提示文
主イエスは、客観的にほめ、主観的にほめ、最後に、努力をほめました。

 「見よ、わたしは使いをあなたの前に遣わし、あなたの道を、あなたの前に備えさせよう。」という言葉は旧約聖書のマラキ書3:1です。主イエスは、ヨハネの業績をほめました。ヨハネは、マラキの預言通りの働きをした。救い主のために、ひたすら道を備えた。これは客観的な評価です。誰が見ても、その通りだと分かりました。

 主イエスは次に、女から生まれた者の中でバプテスマのヨハネよりすぐれた人は出ません」と断言されました。

データ部分
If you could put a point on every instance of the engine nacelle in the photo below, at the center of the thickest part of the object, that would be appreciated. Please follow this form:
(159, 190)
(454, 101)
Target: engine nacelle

課題
**A)** バプテスマのヨハネについての文章で、「見よ、わたしは使いをあなたの前に遣わし」で始まる言葉は、旧約聖書のどの箇所とされているか。
**B)** バプテスマのヨハネについての文章を、最後の文の後から書き継いでください。

各課題の解答
**A)** マラキ書3:1。

**B)**
確かに、ヨハネは偉大です。母の胎内にいた時から聖霊に満たされていた。(ルカ1:41)。庶民の罪も国王の罪も恐れずに断罪する勇気を持っていた(マタイ14:4)。荒野で叫ぶ声(ヨハネ1:23)としての分をわきまえ、救い主を指し示す謙虚さを持ち続けた(マタイ3:11)。救い主に直接会うことが許された唯一の預言者であり、主イエスにバプテスマを授けた人(マタイ3:15~16)。

ほめ言葉は、主観的で良いのです。「私から見たら、あなたは世界一ハンサム」「何歳になってもあなたはステキ」と奥さんが本当に思えば、それは立派なほめことばです。
主イエスは、人類史上でヨハネが最高の存在だとほめました。ヨハネはこの言葉を聞いて苦笑いしたかもしれません。主イエスの主観的評価になるかもしれませんが、それで良いのです。牢獄で、ヨハネは大きな勇気を得たはずです。

 「この人こそ、きたるべきエリヤなのです」と主イエスは言われました。竜巻にまかれて地上を去った力ある預言者エリヤは、世の終わりに帰って来ると預言されていました。(マラキ4:5)ヨハネこそがエリヤだと主イエスは明言されました。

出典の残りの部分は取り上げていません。